— Exercise directions —
Rewrite all the lines in the records below, requests included, with every coordinate in the answers multiplied by 0.65 and rounded to the nearest whole number, halves rounding up.

****************************************

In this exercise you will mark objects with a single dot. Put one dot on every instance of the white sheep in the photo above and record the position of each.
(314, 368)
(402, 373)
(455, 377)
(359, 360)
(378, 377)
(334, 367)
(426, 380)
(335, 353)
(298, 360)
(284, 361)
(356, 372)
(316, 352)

****************************************

— The output —
In this exercise you will mark objects with a single dot. Put one dot on every instance of the white sheep in the photo above and record the position of each.
(204, 239)
(261, 242)
(296, 245)
(233, 234)
(246, 245)
(217, 239)
(277, 247)
(218, 229)
(194, 234)
(185, 235)
(231, 242)
(205, 229)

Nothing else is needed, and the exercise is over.